• LATIHAN TERTULIS A:
Kembalikan setiap baris di bawah ini yang memuat kata "metal".

• TEKS BERITA:

* * * * * * * * *

Gridhot.ID -Presiden Amerika Serikat, Donald Trump akhirnya harus menghadapai proses pemakzulan.
Hal ini terjadi setelah DPR Amerika Serikat menyetujui dua pasal pemakzulan, yang dibahas dalam proses perdebatan yang panjang.
Dua pasal yang akan dihadapi oleh Trump adalah tuduhanpenyalahgunaan kekuasaan dan menghalangi penyelidikan kongres.
Setelah dimakzulkan, Trump akan menghadapi sidang Senat untuk menentukan proses selanjutnya. Rencananya, sidang Senat AS akan digelar pada Januari 2020.
Siapa sangka bahwa tepat hari ini 21 tahun lalu, seorang Presiden AS pernah pula menghadapi pemakzulan.
Pemakzulan yang dihadapinya dianggap sangat memalukan, yaitu skandal seks.
Sebuah skandal yang pernah 'dimanfaatkan' Donald Trump saat dirinya diserang terkait ucapan-ucapan cabulnya kepada wanita.
Berikut ini kisahnya.
Ya, tepat pada19 Desember 1998, Presiden ke-42 Amerika Serikat, Bill Clinton dimakzulkan dari jabatannya.
Setelah hampir 14 jam perdebatan, Dewan Perwakilan Rakyat Amerika Serikat menyetujui dua pasal sebagai dasar pemakzulan terhadap Presiden Bill Clinton.

* * * * * * * * *

• BARIS YANG TERSEDIA:
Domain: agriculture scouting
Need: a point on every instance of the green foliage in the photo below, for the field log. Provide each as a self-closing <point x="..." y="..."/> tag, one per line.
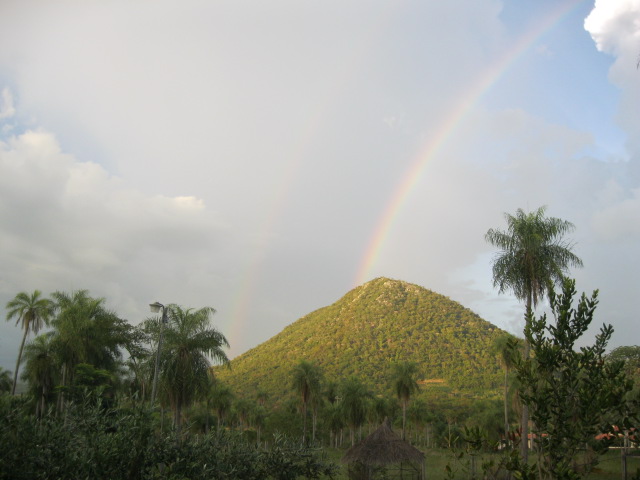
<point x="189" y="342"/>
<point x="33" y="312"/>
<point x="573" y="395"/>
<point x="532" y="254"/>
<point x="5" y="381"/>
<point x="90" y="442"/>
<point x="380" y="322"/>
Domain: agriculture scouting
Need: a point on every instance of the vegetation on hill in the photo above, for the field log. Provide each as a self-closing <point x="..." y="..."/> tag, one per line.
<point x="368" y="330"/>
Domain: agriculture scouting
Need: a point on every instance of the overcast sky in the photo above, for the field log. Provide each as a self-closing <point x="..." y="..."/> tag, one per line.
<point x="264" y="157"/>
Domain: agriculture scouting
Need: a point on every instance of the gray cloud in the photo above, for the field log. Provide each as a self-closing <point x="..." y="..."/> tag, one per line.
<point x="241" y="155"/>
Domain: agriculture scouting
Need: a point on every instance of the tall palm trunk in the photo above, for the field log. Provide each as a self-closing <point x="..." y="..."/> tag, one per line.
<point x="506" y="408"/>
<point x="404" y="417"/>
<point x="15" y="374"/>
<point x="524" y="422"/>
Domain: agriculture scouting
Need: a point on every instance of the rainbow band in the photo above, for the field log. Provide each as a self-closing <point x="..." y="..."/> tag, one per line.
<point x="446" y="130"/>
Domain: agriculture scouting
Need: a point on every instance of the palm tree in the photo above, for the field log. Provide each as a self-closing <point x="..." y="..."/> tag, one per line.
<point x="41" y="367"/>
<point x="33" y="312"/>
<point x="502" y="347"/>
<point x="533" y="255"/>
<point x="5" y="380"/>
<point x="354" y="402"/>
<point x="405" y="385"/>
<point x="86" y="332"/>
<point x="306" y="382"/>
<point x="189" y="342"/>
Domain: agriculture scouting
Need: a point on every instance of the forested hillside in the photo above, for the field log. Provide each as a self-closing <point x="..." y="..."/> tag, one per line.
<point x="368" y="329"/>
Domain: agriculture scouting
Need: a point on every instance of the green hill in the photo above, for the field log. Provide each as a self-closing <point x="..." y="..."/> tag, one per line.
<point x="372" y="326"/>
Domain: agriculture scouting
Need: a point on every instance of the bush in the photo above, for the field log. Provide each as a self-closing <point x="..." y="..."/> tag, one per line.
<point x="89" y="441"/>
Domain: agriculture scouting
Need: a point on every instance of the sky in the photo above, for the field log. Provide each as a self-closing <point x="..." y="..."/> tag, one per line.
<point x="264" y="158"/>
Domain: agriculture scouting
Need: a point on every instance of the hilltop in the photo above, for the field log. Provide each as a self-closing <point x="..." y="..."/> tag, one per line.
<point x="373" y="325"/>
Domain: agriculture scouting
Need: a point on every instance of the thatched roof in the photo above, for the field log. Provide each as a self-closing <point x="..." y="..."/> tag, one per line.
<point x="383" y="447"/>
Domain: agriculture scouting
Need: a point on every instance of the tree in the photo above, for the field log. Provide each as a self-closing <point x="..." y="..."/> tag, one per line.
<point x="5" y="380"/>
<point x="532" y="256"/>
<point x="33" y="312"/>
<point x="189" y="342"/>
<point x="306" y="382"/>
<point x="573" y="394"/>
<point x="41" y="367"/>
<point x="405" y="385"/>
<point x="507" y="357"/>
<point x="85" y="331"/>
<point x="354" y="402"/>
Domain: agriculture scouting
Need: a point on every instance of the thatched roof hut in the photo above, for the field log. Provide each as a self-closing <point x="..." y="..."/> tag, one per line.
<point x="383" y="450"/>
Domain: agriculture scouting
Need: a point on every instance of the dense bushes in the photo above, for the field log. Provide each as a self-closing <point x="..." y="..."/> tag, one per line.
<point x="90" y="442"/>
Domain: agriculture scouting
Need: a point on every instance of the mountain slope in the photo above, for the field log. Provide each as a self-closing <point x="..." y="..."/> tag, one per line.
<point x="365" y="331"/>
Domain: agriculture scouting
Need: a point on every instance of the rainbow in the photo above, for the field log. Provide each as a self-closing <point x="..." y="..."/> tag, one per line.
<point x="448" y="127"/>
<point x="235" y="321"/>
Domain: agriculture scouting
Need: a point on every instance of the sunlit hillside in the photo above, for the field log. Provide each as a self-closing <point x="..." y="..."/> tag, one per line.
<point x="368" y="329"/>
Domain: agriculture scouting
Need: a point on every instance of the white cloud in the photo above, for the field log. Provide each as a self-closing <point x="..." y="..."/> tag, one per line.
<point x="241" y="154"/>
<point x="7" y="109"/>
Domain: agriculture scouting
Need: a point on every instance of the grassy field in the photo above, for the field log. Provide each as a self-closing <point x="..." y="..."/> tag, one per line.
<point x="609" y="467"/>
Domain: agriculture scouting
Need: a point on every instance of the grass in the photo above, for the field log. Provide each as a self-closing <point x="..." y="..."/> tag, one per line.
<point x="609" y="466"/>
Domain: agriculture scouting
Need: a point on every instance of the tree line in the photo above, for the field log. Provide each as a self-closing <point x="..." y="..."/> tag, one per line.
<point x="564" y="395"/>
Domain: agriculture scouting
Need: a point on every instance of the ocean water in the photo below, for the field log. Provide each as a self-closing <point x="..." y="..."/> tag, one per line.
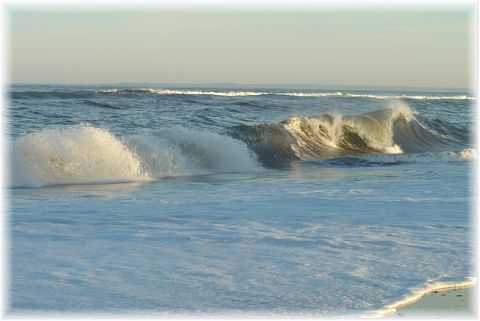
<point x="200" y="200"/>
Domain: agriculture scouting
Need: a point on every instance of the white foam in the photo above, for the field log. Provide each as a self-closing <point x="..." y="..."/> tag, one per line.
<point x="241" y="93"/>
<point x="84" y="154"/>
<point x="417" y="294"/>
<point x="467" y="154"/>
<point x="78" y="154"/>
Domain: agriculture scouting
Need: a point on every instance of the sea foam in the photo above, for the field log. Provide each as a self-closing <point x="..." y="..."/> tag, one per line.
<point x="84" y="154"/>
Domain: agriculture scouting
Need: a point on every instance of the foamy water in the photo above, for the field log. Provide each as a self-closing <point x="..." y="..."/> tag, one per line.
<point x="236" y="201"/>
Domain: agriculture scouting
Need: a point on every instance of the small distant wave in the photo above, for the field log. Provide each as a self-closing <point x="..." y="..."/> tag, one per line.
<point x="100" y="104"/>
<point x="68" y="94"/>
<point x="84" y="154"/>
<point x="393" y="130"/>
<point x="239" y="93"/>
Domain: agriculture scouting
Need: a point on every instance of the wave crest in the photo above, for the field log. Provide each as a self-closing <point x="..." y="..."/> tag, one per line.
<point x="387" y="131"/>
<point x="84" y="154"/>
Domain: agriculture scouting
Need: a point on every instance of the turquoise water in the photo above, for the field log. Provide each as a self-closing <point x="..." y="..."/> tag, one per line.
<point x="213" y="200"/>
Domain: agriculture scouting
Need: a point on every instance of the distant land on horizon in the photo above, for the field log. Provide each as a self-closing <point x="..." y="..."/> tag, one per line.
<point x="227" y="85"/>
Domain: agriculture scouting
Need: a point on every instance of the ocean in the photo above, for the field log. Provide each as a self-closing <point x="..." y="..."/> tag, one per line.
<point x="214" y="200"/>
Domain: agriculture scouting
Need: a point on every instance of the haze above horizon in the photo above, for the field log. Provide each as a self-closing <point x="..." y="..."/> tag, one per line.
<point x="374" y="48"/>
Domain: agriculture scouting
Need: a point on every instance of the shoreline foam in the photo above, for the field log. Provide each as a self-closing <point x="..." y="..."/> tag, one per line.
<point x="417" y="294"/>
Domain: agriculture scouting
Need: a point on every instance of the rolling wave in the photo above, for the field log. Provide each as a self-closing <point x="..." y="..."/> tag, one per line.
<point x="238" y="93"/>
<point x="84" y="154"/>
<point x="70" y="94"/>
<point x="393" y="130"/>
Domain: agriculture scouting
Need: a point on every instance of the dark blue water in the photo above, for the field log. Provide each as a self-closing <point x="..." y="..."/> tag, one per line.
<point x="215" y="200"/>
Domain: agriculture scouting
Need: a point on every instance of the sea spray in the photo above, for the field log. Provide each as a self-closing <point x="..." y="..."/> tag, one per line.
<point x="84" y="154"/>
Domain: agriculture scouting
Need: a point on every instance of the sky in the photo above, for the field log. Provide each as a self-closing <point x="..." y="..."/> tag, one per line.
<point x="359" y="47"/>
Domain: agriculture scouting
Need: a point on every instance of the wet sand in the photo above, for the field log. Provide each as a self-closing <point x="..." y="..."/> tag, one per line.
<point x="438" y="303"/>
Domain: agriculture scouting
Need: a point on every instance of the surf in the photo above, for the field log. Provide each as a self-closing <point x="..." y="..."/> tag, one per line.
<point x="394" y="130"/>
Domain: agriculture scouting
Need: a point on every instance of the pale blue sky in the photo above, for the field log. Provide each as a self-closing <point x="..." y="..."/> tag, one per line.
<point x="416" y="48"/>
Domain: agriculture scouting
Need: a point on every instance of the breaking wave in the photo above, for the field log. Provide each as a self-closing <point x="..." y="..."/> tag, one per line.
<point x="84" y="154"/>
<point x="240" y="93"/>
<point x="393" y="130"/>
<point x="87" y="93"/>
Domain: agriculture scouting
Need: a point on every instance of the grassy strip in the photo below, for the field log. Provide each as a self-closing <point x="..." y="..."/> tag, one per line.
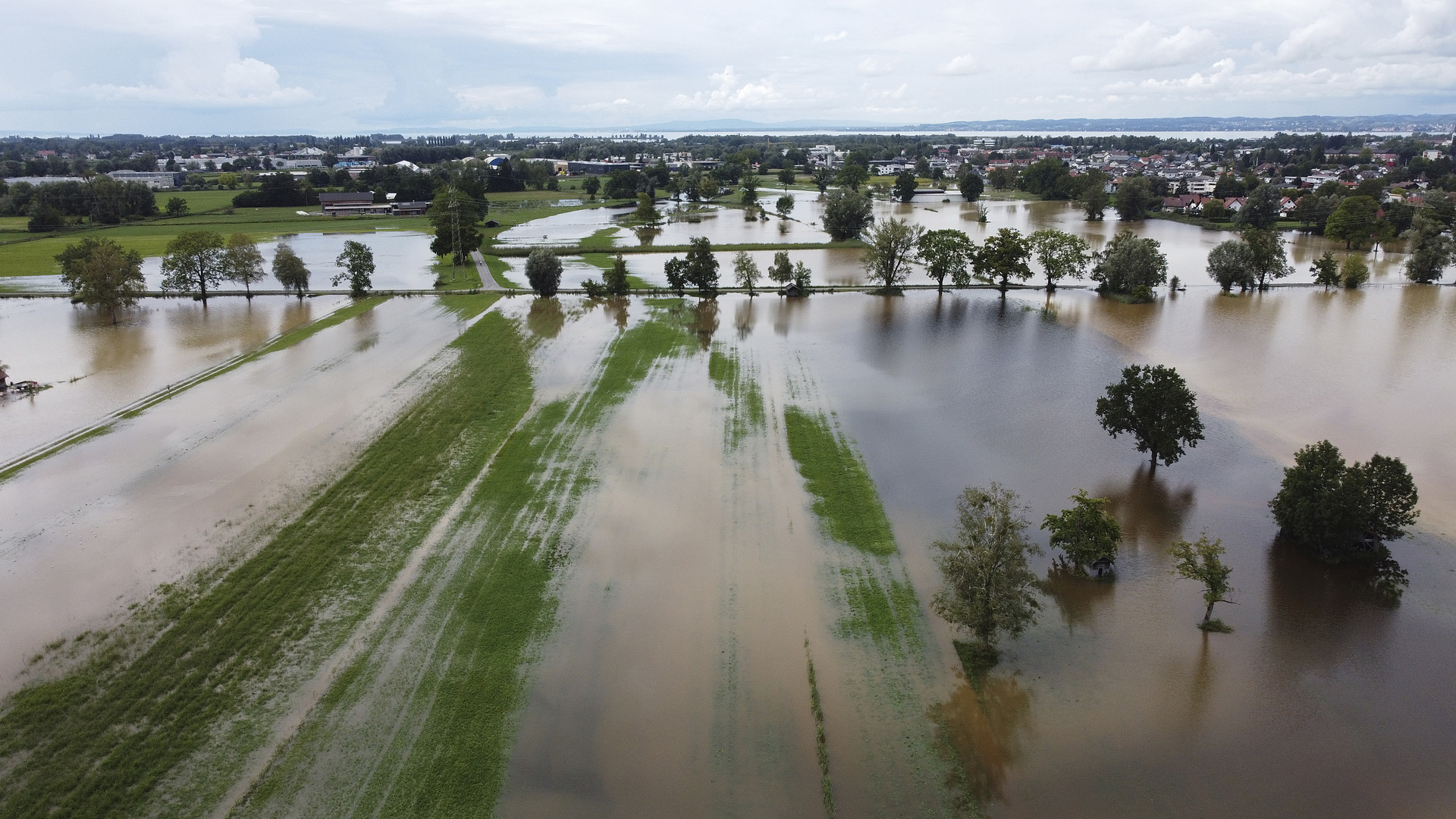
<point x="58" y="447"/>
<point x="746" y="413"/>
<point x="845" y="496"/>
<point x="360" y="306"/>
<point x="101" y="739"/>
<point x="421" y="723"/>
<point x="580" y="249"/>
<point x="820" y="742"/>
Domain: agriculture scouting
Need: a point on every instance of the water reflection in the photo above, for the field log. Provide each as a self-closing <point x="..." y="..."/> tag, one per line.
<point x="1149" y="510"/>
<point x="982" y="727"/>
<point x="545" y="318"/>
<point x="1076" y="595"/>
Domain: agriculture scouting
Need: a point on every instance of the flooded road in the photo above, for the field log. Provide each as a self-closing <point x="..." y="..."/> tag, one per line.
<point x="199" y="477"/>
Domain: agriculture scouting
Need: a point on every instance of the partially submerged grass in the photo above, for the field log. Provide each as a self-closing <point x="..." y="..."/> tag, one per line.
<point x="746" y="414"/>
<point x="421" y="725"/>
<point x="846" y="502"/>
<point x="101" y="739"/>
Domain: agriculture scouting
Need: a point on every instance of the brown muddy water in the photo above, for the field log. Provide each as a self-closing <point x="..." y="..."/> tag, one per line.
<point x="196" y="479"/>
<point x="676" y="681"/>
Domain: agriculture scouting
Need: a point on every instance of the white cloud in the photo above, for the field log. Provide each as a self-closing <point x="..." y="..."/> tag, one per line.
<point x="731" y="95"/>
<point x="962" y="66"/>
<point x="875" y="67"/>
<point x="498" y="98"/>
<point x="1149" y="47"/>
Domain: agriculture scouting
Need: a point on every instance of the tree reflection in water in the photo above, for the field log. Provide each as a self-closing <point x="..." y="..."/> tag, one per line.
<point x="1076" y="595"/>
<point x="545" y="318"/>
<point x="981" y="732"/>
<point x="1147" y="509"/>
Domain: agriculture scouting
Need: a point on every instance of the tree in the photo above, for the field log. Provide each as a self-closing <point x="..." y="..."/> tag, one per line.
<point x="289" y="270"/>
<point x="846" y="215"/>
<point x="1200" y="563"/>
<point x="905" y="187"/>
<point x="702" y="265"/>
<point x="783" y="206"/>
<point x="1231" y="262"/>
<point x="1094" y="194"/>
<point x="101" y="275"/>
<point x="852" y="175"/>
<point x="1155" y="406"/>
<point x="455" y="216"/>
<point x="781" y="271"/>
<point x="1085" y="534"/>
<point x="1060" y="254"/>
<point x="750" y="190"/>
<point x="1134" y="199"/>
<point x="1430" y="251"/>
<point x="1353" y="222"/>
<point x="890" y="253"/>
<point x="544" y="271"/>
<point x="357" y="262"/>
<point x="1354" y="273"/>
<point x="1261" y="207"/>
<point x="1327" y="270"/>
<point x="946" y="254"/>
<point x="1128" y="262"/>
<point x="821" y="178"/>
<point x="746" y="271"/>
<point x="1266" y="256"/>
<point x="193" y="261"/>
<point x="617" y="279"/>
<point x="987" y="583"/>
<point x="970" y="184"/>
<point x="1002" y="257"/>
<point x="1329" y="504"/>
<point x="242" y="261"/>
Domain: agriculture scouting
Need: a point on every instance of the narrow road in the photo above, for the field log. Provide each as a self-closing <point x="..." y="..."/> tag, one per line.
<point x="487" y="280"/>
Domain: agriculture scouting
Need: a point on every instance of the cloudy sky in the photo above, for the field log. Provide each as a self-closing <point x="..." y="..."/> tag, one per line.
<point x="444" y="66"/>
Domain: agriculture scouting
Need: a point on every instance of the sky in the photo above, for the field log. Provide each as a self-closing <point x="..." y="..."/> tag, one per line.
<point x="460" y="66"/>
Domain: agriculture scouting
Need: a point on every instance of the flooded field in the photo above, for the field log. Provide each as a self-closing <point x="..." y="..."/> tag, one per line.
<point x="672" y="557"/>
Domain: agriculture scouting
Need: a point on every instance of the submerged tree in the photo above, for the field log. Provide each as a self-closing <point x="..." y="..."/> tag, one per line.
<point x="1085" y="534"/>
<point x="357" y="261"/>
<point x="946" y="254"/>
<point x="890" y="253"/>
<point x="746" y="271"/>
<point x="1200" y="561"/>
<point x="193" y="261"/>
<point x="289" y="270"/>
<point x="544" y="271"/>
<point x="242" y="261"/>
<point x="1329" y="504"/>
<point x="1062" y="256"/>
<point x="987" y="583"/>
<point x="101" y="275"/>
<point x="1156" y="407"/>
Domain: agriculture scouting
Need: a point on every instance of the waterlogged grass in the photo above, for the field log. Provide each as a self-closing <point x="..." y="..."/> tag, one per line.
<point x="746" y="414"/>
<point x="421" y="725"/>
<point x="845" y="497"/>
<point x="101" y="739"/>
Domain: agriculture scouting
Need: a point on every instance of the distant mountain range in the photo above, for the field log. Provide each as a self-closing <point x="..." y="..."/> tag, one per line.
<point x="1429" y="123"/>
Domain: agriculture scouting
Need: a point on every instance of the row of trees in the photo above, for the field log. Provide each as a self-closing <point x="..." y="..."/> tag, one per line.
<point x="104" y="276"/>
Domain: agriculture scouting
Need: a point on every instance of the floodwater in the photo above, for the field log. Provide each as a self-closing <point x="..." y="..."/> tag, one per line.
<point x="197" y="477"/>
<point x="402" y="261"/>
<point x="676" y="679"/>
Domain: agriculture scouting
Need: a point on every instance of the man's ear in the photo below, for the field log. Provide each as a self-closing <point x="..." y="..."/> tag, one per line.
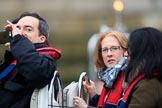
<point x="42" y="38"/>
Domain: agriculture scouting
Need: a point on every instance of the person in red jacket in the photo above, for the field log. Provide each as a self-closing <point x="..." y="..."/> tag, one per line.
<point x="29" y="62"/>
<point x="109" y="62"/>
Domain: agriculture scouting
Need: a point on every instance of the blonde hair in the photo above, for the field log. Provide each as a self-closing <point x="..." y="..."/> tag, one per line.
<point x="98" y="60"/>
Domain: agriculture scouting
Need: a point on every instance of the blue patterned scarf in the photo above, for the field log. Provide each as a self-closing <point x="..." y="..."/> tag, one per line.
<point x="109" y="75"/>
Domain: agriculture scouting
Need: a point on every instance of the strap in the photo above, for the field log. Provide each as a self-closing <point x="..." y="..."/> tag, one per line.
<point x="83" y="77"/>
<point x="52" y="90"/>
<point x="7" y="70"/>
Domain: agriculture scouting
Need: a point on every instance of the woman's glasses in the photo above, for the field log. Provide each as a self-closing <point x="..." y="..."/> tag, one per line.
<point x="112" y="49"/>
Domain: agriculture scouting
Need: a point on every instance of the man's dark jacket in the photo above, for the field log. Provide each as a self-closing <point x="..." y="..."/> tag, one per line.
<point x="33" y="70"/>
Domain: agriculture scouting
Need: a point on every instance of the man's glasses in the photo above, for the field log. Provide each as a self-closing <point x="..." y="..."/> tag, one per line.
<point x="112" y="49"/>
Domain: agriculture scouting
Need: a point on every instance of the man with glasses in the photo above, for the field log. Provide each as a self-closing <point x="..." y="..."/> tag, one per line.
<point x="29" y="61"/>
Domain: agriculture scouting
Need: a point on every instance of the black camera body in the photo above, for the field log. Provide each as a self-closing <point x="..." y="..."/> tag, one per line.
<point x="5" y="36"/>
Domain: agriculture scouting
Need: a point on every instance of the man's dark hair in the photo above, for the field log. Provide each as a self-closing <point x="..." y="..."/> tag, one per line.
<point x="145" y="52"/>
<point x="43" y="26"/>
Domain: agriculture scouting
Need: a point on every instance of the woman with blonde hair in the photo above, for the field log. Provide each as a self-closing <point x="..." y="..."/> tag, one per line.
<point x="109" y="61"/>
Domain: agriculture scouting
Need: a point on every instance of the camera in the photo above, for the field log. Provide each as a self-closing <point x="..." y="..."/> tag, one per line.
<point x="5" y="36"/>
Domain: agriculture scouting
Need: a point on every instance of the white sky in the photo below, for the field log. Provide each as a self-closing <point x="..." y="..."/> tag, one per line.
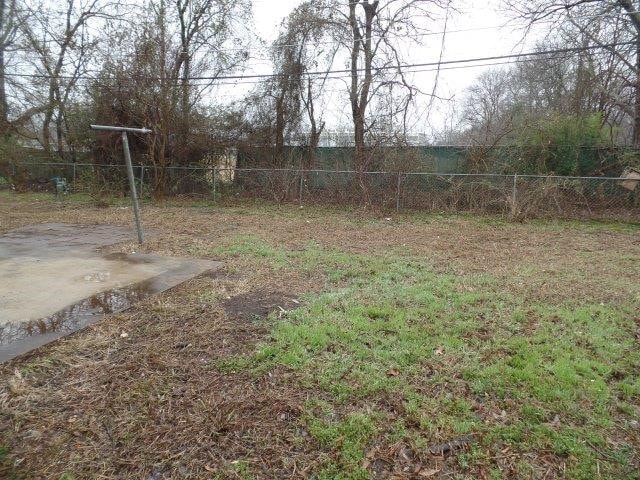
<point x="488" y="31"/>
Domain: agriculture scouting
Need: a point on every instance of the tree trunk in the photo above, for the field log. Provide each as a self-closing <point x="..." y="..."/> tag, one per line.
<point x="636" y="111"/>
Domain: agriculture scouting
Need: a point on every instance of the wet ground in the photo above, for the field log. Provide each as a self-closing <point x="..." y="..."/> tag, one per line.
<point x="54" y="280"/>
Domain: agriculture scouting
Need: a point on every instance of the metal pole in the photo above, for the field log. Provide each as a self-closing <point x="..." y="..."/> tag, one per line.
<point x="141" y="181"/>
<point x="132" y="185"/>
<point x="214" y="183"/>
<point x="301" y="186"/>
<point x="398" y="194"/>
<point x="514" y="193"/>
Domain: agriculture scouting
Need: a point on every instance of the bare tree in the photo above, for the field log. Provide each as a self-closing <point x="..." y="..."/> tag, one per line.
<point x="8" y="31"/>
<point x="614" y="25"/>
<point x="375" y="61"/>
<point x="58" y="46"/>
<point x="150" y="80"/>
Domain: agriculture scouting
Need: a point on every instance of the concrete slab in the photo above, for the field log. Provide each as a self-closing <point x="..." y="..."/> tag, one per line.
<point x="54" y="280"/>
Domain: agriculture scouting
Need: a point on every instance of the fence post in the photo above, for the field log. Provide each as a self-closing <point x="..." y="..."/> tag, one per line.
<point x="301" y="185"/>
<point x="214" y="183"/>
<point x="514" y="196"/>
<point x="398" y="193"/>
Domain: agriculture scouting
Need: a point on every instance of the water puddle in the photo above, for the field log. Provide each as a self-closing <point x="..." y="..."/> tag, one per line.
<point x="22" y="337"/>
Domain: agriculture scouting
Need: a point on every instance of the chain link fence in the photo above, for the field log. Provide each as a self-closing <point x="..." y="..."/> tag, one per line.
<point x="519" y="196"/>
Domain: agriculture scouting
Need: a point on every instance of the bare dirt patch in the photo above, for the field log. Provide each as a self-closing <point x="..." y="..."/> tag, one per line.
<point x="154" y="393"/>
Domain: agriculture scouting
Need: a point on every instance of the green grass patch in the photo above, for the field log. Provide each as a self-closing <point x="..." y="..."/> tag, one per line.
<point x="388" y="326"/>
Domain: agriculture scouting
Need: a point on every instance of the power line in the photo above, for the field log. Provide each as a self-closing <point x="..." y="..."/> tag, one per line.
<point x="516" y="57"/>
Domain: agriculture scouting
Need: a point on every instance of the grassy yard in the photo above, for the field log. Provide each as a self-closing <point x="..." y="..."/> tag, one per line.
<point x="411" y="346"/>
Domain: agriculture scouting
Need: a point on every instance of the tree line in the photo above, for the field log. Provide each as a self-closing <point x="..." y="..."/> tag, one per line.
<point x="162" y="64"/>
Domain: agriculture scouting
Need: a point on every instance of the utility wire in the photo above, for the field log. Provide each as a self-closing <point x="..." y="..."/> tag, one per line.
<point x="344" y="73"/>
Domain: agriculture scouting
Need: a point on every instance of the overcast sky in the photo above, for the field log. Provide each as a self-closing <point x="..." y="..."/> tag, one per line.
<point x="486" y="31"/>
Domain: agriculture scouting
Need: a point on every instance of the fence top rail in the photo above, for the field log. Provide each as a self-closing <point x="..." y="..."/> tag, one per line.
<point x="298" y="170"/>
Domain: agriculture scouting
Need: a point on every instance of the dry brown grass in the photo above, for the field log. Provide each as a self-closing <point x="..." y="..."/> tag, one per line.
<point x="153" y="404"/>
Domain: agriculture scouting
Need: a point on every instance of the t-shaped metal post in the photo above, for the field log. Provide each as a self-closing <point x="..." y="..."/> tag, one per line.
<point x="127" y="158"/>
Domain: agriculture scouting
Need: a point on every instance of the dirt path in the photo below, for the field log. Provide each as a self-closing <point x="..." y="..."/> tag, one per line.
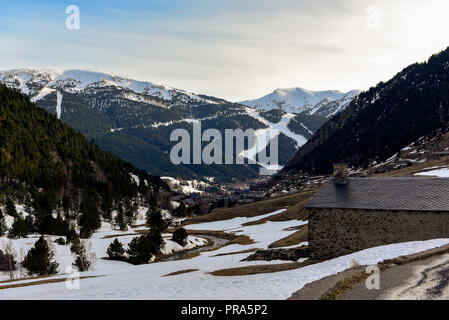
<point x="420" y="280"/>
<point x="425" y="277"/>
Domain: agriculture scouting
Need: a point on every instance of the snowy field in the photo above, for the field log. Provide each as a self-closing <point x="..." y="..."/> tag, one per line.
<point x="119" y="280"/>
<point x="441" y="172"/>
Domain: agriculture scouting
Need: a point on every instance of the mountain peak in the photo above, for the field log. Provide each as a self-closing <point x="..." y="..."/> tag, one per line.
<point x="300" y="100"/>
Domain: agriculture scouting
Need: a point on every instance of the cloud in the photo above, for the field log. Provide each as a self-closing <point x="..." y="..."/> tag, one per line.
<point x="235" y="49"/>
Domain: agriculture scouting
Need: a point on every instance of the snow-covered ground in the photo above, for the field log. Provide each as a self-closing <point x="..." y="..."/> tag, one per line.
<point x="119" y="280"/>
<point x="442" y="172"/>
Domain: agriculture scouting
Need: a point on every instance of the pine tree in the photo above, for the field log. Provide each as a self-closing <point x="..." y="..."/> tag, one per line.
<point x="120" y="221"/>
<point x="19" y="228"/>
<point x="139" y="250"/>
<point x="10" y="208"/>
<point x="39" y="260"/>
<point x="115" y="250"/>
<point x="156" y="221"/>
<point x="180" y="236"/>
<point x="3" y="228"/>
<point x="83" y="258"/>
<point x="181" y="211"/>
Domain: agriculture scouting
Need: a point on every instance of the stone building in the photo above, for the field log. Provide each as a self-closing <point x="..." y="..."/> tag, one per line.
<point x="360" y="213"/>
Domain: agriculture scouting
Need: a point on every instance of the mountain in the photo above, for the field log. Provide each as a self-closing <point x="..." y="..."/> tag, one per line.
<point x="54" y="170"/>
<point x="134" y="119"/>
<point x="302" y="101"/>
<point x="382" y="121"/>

* * * * * * * * *

• LATIHAN TERTULIS B:
Jawablah pertanyaan berikut berdasarkan teks berita di atas.
(i) Kapan sidang Senat AS direncanakan akan digelar?
(ii) Skandal apa yang menjadi pokok pemakzulan yang dianggap sangat memalukan?
(iii) Berapa lama perdebatan berlangsung sebelum Dewan Perwakilan Rakyat menyetujui dua pasal pemakzulan terhadap Bill Clinton?

• PEMBAHASAN JAWABAN A:
Need: a point on every instance of the metal pole in the photo above, for the field log. Provide each as a self-closing <point x="..." y="..."/> tag, one per line.
Need: a point on every instance of the t-shaped metal post in the photo above, for the field log. Provide each as a self-closing <point x="..." y="..."/> tag, one per line.

• PEMBAHASAN JAWABAN B:
(i) Pada Januari 2020.
(ii) Skandal seks.
(iii) Hampir 14 jam.